### WHAT THE TASK ASKS
Wherever the string "display" shows up in the material below, copy that line.

### EXERCISE DATA

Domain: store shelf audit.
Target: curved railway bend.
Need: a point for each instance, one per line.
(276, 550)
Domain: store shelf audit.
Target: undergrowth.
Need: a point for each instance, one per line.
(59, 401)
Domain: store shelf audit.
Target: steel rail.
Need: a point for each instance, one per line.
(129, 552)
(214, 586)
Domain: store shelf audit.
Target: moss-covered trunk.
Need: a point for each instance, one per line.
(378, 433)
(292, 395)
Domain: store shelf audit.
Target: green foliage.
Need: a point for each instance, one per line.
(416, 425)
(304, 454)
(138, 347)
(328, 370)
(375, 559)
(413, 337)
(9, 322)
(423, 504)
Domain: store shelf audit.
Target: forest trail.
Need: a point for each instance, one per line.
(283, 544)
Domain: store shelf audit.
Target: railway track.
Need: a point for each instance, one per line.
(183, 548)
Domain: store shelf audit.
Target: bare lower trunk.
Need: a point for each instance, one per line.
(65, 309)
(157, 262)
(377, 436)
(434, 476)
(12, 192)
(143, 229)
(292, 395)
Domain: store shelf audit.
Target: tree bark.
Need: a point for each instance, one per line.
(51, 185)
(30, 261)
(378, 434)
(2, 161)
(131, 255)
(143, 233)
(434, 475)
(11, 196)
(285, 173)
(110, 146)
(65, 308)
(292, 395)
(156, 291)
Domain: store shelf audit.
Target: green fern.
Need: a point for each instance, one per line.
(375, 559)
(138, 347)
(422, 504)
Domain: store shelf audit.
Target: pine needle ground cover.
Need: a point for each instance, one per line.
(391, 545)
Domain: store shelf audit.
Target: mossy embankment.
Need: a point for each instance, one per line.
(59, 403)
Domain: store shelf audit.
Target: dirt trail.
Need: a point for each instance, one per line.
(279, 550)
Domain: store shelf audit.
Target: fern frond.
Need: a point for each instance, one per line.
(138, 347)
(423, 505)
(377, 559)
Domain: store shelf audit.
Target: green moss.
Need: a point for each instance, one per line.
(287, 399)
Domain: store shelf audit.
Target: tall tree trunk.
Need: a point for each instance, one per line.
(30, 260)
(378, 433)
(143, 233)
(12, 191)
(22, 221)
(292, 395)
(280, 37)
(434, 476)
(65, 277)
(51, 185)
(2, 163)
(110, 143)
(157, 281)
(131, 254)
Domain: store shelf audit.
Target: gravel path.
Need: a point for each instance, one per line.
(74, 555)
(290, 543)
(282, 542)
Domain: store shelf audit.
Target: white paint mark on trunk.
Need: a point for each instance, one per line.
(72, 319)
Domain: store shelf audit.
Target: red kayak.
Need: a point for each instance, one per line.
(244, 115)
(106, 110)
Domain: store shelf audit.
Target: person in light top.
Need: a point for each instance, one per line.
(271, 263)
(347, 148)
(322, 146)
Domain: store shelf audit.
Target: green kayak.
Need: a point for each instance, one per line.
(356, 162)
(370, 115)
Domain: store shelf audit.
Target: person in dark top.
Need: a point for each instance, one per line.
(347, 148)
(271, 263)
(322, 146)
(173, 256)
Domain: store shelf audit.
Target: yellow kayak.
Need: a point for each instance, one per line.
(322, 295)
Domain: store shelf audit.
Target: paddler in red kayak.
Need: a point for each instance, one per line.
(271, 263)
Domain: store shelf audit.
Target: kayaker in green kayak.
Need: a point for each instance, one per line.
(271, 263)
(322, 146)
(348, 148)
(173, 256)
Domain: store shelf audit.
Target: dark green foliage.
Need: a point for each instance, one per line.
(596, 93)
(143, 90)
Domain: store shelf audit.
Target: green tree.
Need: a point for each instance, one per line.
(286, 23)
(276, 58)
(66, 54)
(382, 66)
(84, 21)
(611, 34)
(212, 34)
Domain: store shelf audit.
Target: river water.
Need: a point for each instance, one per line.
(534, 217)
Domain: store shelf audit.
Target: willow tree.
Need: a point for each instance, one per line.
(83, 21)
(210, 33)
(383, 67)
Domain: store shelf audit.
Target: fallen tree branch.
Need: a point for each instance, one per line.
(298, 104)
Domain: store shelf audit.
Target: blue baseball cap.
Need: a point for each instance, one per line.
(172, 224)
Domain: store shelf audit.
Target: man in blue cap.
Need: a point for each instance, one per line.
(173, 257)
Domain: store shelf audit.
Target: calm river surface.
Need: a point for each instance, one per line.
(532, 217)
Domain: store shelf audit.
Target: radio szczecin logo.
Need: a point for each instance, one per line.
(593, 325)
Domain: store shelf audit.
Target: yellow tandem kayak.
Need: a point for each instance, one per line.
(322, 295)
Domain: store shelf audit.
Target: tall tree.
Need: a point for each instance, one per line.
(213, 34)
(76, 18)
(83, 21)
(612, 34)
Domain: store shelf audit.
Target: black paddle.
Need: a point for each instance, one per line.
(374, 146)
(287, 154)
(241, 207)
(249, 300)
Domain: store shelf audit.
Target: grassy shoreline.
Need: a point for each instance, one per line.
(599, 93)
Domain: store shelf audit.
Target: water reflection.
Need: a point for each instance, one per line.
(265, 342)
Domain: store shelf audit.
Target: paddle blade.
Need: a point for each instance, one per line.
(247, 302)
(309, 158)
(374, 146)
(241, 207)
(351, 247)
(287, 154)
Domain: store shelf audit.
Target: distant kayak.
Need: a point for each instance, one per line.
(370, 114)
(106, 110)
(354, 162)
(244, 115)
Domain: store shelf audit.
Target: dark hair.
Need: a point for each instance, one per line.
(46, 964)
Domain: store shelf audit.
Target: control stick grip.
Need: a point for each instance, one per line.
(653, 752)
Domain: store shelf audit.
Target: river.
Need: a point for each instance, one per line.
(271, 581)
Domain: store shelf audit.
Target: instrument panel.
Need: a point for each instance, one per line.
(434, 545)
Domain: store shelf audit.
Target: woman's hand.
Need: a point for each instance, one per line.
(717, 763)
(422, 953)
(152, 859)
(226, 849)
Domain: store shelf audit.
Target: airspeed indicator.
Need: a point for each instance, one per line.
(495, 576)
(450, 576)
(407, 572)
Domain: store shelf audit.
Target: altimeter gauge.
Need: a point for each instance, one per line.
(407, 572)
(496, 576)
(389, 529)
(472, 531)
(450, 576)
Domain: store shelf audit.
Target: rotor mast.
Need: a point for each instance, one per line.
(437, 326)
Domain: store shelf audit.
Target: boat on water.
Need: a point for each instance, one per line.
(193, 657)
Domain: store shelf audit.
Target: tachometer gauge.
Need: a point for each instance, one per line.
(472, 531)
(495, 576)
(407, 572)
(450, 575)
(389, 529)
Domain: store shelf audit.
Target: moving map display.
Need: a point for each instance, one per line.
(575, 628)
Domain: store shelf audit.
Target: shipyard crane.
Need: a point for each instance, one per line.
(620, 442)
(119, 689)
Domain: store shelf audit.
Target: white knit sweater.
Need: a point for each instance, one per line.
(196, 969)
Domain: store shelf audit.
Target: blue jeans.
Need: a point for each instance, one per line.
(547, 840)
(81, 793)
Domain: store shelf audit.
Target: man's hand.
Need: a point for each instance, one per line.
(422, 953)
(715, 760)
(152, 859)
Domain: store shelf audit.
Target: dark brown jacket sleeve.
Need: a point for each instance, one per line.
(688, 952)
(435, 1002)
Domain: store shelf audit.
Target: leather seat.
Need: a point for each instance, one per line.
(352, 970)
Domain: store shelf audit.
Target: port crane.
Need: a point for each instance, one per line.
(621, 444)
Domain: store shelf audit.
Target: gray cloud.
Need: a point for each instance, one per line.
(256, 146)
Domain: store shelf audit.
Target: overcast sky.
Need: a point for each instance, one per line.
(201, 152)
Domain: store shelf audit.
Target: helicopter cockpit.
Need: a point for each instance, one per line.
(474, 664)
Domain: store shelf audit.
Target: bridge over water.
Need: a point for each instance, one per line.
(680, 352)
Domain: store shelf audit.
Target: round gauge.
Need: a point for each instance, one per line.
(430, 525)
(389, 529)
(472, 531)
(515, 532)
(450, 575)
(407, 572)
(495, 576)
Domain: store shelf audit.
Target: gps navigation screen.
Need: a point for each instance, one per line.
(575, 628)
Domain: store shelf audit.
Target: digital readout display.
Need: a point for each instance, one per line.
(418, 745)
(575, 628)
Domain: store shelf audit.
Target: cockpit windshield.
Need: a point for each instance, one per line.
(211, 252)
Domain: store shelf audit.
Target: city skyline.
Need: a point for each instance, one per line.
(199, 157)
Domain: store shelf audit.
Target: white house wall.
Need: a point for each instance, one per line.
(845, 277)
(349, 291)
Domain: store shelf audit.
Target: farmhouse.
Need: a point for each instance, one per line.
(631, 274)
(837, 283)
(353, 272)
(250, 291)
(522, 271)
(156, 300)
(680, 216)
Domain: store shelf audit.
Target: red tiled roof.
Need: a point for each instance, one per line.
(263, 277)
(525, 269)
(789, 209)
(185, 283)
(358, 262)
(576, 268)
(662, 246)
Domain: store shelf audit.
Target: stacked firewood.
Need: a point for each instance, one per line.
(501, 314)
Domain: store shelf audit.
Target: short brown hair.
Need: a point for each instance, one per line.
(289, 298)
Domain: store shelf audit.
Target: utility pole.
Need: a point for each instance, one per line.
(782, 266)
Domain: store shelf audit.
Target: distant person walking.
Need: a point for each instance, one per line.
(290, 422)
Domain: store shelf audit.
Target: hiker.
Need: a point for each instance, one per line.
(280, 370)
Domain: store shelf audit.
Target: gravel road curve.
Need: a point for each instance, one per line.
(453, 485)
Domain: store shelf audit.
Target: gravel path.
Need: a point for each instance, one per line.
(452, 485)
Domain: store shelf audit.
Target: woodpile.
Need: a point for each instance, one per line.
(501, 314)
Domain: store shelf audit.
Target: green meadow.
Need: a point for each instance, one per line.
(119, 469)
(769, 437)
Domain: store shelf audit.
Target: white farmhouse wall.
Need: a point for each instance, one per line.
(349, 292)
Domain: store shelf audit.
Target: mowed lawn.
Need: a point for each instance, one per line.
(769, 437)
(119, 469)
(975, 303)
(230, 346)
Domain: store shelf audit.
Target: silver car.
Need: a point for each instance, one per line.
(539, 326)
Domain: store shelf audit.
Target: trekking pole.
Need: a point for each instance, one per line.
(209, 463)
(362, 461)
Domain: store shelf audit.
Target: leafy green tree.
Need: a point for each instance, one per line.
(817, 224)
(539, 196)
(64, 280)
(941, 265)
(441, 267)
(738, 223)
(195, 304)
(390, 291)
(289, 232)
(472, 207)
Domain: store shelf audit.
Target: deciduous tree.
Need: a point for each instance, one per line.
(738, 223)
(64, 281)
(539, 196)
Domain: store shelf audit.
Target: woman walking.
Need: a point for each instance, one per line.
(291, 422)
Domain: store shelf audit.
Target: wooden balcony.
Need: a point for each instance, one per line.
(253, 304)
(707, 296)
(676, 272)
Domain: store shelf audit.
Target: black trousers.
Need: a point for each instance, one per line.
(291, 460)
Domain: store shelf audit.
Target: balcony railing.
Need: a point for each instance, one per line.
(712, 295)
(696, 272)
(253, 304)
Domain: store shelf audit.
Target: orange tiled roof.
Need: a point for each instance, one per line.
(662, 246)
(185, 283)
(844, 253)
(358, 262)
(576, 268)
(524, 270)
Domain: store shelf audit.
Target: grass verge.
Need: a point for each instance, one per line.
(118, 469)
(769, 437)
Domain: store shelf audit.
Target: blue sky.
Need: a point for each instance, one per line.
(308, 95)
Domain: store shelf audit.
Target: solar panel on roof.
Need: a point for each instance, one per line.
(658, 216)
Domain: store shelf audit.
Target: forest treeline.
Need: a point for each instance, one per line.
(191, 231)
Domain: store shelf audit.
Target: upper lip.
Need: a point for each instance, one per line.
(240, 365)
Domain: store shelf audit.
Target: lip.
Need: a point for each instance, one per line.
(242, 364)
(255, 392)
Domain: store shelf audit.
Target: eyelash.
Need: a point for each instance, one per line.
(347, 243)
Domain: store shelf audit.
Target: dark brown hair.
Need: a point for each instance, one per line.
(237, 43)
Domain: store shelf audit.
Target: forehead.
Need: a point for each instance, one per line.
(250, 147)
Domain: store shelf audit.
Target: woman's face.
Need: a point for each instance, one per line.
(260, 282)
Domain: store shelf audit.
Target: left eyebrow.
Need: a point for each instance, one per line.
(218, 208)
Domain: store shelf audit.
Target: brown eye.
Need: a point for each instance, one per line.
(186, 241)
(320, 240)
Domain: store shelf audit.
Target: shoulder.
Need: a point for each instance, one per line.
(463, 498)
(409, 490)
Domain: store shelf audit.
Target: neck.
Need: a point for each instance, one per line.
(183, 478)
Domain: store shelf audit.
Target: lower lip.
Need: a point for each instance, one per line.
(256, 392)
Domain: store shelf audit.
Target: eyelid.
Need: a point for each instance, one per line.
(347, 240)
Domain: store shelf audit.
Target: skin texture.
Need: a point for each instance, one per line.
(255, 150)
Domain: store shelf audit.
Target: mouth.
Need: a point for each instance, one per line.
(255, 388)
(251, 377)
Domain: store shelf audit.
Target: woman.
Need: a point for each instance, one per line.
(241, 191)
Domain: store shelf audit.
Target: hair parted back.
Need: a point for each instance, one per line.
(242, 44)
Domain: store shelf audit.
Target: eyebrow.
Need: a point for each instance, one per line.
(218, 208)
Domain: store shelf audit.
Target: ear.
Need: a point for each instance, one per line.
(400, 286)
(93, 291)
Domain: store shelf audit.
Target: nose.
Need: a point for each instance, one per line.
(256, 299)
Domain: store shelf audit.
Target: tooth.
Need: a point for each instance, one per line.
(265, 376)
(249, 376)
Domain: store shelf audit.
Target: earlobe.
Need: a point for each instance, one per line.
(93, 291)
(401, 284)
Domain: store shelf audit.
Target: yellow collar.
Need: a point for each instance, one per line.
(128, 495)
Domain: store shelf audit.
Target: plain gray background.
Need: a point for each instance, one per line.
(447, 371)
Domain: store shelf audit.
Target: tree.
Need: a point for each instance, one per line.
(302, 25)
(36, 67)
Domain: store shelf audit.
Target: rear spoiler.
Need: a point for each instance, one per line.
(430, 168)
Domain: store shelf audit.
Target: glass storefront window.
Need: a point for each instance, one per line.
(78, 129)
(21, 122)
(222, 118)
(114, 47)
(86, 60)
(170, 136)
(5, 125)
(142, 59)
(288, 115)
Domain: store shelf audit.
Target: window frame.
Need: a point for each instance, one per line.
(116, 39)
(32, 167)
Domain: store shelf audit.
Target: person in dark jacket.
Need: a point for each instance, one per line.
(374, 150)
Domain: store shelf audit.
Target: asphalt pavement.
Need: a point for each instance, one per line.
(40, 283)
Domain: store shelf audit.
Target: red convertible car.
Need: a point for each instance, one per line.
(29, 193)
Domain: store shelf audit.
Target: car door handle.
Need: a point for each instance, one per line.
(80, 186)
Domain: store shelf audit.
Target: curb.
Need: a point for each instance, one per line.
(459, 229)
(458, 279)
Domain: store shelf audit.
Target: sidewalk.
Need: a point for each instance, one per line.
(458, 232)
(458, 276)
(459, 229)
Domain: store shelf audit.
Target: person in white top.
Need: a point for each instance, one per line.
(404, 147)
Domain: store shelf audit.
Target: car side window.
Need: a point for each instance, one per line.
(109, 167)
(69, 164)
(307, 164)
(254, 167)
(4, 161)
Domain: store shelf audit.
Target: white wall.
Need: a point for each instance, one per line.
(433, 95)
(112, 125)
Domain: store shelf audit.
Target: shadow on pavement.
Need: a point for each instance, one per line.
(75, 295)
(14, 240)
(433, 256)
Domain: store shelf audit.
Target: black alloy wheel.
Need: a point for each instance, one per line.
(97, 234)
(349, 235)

### YOUR RESPONSE
Target: moving map display.
Target: digital readout display.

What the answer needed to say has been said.